Count the lines in the material that contain the string "after", treating uppercase and lowercase as different. Reply with only that number.

(MATERIAL FOR THIS TASK begins)

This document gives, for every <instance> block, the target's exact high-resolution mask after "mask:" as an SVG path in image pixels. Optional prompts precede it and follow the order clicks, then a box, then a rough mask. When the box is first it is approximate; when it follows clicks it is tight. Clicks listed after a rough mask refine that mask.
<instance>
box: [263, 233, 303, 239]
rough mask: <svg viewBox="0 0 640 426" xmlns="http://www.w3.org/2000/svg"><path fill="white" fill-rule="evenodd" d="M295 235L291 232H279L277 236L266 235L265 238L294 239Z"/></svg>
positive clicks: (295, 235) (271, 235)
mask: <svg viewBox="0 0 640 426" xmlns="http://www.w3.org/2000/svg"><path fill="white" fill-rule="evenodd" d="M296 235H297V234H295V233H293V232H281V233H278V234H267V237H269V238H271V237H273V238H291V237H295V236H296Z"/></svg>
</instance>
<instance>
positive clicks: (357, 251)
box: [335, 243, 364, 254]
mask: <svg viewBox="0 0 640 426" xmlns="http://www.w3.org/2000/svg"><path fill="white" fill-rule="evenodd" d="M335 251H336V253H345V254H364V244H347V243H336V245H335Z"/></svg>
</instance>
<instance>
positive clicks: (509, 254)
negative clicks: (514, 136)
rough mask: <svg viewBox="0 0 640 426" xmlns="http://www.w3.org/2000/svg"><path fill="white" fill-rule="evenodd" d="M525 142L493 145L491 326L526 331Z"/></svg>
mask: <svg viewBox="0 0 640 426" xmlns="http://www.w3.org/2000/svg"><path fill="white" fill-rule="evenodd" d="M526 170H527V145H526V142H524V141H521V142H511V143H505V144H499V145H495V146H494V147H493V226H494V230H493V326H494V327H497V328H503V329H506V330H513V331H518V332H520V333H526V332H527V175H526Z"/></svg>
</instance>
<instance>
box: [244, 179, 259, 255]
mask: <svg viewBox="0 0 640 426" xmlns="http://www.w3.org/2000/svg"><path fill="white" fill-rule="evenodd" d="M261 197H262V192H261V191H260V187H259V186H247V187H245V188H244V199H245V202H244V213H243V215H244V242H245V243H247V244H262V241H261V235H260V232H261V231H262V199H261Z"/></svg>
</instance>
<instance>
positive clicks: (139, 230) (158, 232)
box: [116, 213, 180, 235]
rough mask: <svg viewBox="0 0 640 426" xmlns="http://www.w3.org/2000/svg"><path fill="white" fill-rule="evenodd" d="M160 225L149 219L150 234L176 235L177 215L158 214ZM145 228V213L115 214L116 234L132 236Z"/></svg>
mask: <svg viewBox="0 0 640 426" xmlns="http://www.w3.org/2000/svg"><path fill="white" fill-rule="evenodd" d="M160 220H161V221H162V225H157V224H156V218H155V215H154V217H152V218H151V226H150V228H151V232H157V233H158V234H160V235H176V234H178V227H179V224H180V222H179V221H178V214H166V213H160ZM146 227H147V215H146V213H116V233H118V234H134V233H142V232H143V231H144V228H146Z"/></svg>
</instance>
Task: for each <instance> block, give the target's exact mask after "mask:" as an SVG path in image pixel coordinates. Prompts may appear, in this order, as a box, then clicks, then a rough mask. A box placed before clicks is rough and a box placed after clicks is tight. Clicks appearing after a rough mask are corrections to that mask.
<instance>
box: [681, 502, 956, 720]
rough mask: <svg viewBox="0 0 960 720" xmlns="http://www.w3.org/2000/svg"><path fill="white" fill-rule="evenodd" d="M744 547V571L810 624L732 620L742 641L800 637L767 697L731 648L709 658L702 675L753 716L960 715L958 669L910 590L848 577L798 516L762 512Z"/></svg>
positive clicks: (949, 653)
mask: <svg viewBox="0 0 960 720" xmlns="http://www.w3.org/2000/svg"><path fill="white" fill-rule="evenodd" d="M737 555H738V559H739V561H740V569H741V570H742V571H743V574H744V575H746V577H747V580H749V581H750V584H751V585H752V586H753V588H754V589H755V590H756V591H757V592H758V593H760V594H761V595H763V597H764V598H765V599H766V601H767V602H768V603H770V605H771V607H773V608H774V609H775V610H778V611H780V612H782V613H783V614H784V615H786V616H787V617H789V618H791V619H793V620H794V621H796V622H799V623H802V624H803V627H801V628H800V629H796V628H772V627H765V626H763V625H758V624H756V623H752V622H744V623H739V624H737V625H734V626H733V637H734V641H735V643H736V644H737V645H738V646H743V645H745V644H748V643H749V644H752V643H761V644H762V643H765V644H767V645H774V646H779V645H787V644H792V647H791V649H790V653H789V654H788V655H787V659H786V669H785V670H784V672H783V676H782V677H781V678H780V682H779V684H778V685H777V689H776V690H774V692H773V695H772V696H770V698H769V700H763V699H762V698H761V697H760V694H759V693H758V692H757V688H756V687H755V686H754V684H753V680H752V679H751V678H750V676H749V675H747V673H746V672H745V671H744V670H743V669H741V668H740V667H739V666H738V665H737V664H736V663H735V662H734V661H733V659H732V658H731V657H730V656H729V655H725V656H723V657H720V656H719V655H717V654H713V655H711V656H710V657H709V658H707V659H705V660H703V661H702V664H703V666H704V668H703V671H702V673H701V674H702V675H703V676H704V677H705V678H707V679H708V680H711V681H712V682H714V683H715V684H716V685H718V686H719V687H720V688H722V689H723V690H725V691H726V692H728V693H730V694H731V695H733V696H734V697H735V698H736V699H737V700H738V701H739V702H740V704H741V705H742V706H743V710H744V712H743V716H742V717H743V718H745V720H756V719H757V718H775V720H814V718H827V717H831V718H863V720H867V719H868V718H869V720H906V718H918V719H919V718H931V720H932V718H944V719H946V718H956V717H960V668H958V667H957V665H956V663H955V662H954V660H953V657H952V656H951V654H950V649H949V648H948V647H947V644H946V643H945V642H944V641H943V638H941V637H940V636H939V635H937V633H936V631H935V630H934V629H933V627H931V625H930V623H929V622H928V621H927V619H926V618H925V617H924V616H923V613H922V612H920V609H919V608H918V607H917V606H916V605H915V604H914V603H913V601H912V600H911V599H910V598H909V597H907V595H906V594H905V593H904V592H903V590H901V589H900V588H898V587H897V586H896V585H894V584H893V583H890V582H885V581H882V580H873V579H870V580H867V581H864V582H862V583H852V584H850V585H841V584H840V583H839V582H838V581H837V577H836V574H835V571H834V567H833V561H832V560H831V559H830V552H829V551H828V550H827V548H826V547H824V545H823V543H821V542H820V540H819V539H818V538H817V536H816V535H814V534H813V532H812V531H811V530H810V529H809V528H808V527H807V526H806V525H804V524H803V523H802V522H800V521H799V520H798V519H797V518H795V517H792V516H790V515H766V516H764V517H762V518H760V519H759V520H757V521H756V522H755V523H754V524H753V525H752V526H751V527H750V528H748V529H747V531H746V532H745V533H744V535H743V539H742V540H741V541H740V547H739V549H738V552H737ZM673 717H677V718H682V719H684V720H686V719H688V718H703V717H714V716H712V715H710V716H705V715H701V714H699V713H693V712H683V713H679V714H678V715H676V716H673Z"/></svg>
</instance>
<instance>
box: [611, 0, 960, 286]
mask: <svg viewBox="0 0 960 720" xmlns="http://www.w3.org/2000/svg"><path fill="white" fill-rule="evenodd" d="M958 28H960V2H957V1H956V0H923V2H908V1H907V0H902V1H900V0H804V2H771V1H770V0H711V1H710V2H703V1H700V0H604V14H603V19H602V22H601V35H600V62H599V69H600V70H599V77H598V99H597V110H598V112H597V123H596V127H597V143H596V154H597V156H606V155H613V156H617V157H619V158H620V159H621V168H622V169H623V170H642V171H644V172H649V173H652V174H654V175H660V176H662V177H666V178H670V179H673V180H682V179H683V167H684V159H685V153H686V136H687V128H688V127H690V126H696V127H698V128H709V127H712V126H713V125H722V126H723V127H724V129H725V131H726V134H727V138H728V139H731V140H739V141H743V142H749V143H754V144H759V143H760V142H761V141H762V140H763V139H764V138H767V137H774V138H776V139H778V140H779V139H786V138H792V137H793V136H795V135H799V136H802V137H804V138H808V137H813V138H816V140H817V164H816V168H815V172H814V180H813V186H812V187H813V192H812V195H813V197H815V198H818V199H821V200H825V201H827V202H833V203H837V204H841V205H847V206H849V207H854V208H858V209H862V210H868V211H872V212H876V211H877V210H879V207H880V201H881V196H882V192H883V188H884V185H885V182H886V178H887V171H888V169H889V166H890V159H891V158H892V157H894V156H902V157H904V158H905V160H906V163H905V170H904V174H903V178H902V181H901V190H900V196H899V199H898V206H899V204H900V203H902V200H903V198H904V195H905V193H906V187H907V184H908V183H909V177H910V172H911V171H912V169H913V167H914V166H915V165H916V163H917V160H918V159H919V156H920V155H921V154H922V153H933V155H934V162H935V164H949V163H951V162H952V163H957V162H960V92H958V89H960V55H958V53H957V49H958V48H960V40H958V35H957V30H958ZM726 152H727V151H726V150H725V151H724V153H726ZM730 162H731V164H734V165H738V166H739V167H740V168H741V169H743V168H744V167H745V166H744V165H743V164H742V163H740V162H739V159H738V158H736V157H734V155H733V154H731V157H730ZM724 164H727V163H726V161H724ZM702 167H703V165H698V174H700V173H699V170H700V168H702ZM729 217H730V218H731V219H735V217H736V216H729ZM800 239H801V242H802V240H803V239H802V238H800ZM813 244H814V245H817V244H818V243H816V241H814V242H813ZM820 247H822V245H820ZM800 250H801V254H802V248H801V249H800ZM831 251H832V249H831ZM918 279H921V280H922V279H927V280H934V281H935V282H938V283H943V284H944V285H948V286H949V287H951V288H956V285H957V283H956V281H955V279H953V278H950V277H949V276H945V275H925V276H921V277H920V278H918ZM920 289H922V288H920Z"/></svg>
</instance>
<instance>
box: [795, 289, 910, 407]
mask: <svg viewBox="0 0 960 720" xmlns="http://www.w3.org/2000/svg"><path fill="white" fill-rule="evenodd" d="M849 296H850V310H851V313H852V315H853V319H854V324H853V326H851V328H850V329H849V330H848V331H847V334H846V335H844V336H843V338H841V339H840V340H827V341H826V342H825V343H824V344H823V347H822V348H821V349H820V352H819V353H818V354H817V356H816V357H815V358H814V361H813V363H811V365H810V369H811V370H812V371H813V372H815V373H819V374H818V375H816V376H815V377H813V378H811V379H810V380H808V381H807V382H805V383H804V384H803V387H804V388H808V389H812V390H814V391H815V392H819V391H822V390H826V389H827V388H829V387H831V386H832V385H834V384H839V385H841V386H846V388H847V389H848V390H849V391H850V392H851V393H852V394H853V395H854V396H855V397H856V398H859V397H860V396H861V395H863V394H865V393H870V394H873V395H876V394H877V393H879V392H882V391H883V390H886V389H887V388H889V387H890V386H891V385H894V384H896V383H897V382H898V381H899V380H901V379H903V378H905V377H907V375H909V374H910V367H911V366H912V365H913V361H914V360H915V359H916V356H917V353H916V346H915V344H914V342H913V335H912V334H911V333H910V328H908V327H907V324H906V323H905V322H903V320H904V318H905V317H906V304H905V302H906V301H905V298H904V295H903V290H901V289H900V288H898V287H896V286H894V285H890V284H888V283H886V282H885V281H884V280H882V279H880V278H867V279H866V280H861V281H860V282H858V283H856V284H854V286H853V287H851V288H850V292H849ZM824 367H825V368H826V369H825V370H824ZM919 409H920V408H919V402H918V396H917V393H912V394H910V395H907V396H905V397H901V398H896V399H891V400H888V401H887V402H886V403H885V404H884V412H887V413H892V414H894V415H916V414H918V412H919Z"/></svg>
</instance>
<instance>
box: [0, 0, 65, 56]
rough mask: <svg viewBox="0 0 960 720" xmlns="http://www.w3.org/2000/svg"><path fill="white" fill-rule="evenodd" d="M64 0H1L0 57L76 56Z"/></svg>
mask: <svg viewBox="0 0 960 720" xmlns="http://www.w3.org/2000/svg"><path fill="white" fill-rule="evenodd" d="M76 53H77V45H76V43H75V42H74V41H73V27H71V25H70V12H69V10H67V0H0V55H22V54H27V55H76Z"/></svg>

(MATERIAL FOR THIS TASK ends)

**TASK SOLUTION**
2